Extracted data entries:

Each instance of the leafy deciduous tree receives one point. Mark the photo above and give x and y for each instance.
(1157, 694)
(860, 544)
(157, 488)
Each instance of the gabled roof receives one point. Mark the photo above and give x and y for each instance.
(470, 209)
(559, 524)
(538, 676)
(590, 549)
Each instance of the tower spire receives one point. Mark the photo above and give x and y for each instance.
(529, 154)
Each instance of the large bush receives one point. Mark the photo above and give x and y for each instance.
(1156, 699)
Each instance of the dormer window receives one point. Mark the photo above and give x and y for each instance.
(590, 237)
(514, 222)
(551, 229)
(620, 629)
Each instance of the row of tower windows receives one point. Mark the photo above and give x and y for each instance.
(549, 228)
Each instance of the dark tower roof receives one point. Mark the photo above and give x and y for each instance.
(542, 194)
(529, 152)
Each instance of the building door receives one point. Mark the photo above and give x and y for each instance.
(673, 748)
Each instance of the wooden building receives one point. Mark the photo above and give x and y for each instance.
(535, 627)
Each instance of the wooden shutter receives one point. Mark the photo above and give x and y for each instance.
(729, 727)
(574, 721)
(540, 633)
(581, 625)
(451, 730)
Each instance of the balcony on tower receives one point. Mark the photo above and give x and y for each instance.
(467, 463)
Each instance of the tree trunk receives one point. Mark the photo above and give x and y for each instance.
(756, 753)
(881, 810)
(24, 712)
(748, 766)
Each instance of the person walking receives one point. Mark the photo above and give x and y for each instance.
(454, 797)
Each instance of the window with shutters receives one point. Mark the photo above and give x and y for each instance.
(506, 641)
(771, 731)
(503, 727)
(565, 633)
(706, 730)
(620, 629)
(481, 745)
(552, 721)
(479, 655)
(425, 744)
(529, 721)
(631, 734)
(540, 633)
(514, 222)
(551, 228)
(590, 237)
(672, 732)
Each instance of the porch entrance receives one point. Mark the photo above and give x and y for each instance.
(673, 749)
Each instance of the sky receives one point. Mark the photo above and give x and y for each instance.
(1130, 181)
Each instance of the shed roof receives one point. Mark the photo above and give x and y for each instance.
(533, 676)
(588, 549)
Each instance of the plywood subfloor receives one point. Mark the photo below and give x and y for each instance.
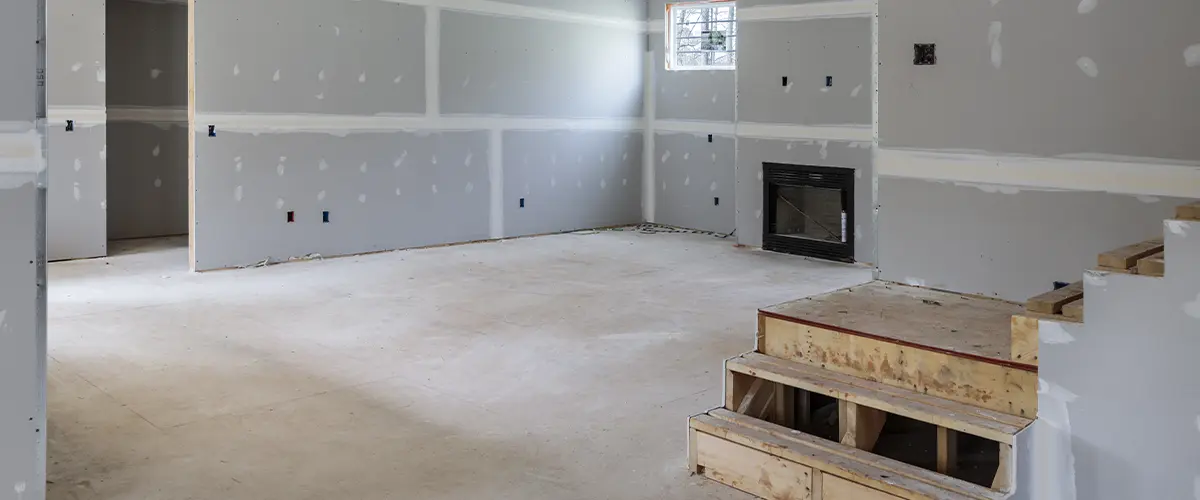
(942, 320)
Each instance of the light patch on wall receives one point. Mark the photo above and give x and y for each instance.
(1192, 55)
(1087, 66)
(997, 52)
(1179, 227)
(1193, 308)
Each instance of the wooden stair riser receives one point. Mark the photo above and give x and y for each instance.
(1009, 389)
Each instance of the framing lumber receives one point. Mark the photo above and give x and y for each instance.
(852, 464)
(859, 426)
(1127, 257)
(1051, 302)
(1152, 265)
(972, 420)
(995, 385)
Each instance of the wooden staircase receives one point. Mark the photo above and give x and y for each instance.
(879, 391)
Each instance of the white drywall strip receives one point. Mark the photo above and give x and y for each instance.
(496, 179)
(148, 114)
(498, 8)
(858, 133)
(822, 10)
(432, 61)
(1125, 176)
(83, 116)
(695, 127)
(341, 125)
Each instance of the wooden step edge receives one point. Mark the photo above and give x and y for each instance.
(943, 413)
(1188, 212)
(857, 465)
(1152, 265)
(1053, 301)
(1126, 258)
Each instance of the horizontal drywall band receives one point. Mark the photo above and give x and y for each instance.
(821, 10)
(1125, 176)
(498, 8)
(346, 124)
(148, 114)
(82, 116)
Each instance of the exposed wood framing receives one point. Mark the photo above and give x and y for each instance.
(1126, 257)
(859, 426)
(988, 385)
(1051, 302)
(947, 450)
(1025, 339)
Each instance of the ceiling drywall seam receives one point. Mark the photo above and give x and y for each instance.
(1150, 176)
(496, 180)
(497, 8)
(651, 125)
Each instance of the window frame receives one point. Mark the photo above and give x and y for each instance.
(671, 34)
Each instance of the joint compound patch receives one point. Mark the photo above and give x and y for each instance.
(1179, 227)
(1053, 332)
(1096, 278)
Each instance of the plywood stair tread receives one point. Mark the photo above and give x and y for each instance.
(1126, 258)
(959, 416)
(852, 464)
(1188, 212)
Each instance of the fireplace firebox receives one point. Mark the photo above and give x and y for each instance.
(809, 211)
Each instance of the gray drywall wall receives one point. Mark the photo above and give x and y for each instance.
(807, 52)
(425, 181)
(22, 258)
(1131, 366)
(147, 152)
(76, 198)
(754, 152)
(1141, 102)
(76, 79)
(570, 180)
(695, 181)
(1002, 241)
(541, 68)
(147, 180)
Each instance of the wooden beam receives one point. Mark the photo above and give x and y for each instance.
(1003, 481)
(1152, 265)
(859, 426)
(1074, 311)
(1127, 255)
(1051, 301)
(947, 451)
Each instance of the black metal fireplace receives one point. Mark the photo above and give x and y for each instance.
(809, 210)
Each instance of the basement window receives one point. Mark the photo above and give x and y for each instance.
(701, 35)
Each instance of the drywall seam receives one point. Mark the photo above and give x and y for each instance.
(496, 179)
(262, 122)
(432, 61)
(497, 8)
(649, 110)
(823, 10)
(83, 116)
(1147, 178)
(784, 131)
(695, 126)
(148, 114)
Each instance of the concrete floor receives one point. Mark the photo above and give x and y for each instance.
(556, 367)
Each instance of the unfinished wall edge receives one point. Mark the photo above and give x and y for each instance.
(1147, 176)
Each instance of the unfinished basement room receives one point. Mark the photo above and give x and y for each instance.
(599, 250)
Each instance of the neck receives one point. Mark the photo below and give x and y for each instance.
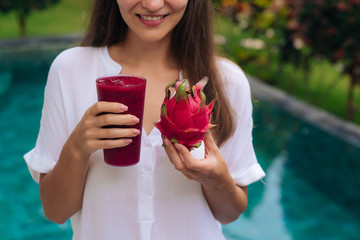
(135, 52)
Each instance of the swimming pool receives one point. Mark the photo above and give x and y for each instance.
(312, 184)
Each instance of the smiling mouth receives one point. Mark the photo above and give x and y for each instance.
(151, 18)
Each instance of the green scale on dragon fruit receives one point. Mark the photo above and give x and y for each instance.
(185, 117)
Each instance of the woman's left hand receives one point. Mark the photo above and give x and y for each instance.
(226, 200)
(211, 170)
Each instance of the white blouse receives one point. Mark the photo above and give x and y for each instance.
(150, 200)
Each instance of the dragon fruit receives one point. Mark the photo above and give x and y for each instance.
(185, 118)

• **Written instruction**
Give every line above again exactly, with no pictures.

• **The response**
Each instance of the leafy deciduous tree receives one point. Mark the photo above and give x and y for each instance.
(1157, 694)
(860, 544)
(157, 488)
Each instance of the gabled roof receives one point. Mark the photo above and give x and y for each instance.
(470, 209)
(559, 524)
(538, 676)
(590, 549)
Each instance of the tower spire receives one point. Mark the photo above and give x and y for each instance.
(529, 154)
Each instance of the large bush receives one point. Mark the photo above and give x and y for each instance.
(1156, 699)
Each instance of the dormer window receives one point. Mark the photo above and give x and y for each instance.
(590, 237)
(514, 222)
(551, 229)
(620, 629)
Each instance of the row of tower windows receives one point. Mark the photo above and give x and y for each instance.
(549, 228)
Each instance of the dark tower roof receives one point. Mark the photo above and give x and y for each instance.
(542, 194)
(529, 152)
Each instance of the building door receives one point. Mark the photo above and give x and y for each instance.
(673, 748)
Each instance of the wooden building receives one point. Mark the photo above and give x and y for each instance.
(535, 627)
Each instance of the wooden shutter receives one point. Mark the photo above and give x and y for each instance.
(729, 727)
(574, 721)
(540, 633)
(581, 625)
(451, 730)
Each instance of the balcony on tower receives one point. Mark the photo above and give x and y for each instance.
(467, 463)
Each instance of the tree trunk receives one point. Mark the photo above and give x and y for each instance.
(756, 753)
(881, 810)
(24, 712)
(748, 766)
Each instance of the person walking receives one point. Mark the photo above and give x and y for each instance.
(454, 797)
Each instance of the window with shutters receives one point. Mark the photo above and give x and y for each instance.
(506, 641)
(771, 731)
(503, 727)
(565, 633)
(706, 730)
(620, 629)
(481, 745)
(552, 721)
(479, 655)
(425, 744)
(529, 721)
(631, 734)
(540, 633)
(514, 222)
(551, 228)
(590, 237)
(672, 732)
Each instance of the porch entrance receives one point. Mark the photo above and give x and y for each instance.
(673, 749)
Each instance of the sky receives one point. Mark the photo above and give x and y for each instance.
(1130, 181)
Each instance of the shed roof receives one point. Mark the photo above and give x and y for each instance.
(533, 676)
(588, 549)
Each instance of the plywood subfloor receives one point. Mark the photo below and give x and y for each instance.
(942, 320)
Each instance of the light patch on wall receives one point. Mark the photo above and give x and y for each instance.
(1192, 55)
(1087, 66)
(997, 52)
(1179, 227)
(1193, 308)
Each instance of the wooden stair riser receives one point. Mark the photo above and give x and y for each instance.
(1009, 389)
Each instance of the framing lumber receives one point. Mark the photo above and give x and y for each instance.
(852, 464)
(859, 426)
(1127, 257)
(1051, 302)
(1152, 265)
(972, 420)
(995, 385)
Each instance of the wooden staircase receives one point. Mark the photo above and give x and y for each instance.
(879, 391)
Each instance of the white drywall strip receives one point. Mark the photo above and give x and y for each instance.
(496, 179)
(148, 114)
(498, 8)
(858, 133)
(822, 10)
(432, 61)
(1125, 176)
(83, 116)
(695, 127)
(341, 125)
Each instance of the wooden step edge receives one point. Mark the photo above and give x and y for each instance.
(943, 413)
(1188, 212)
(857, 465)
(1152, 265)
(1053, 301)
(1126, 258)
Each instance of the horizontal drywall band receives one point. Mark the photo above and give x and y for each instance.
(821, 10)
(1125, 176)
(498, 8)
(346, 124)
(148, 114)
(82, 116)
Each instance of the exposed wood framing receives one point. Mark the photo above and give x and y for each instance.
(1126, 257)
(859, 426)
(988, 385)
(1051, 302)
(947, 450)
(1025, 339)
Each instance of the ceiling drywall seam receives one point. Mark the photo above and give x and y for each instance.
(1150, 176)
(496, 180)
(497, 8)
(651, 125)
Each instance of the window frame receives one point. Mark the photo above and give x and y for each instance.
(671, 34)
Each instance of the joint compound patch receives one point. Mark the photo above and give x and y for each instance.
(1179, 227)
(1053, 332)
(1096, 278)
Each instance of the plywood stair tread receives one point. Mark the photo above and give x and y for each instance.
(1126, 258)
(959, 416)
(852, 464)
(1188, 212)
Each instance of the fireplace firebox receives one point. Mark the photo above and give x and y for each instance.
(809, 211)
Each instance of the gray drywall wall receives one point. Mark the photo above and give x and y for each instance.
(807, 52)
(425, 181)
(22, 258)
(1131, 366)
(147, 152)
(76, 198)
(754, 152)
(1141, 102)
(76, 79)
(570, 180)
(695, 181)
(1002, 241)
(541, 68)
(147, 180)
Each instance of the wooden beam receives one point. Mark the photo above and give x and y for each instance.
(1003, 481)
(1152, 265)
(859, 426)
(1074, 311)
(1127, 255)
(1051, 301)
(947, 451)
Each instance of the black metal fireplace receives one point. Mark the photo above and give x and y for each instance.
(809, 210)
Each instance of the basement window receives one point. Mark the photo above and give x and y for each instance.
(701, 35)
Each instance of the drywall seam receives one point. Mark the photo above and give x and y for each instance.
(496, 179)
(262, 122)
(432, 61)
(497, 8)
(649, 110)
(823, 10)
(83, 116)
(1147, 178)
(784, 131)
(695, 126)
(148, 114)
Each instance of the concrete floor receives one point. Mark the photo above and give x and y for each instance.
(556, 367)
Each instance of the unfinished wall edge receives one point. Mark the photo above and give x and y for each instance.
(1147, 176)
Each instance of the unfinished basement room receives one point. Mark the photo above and give x and y for each instance.
(599, 250)
Each instance of the neck receives one point. Mark the photo below and give x and y for each instance.
(135, 52)
Each instance of the swimming pool receives one point. Mark the photo above and give x and y for each instance.
(312, 184)
Each instance of the smiling mouth receives one point. Mark the photo above and give x and y for each instance.
(151, 18)
Each instance of the green scale on dragon fruit receives one point. Mark the photo above and give x and y for each instance.
(185, 117)
Each instance of the woman's left hand receives one point. Mark the photo above and give x and y for each instance.
(226, 200)
(211, 170)
Each instance of the white blouse receives one point. Mark the photo above and give x and y for each instance.
(150, 200)
Each instance of the dragon fruit receives one point. Mark the photo above and give x and y for each instance.
(185, 118)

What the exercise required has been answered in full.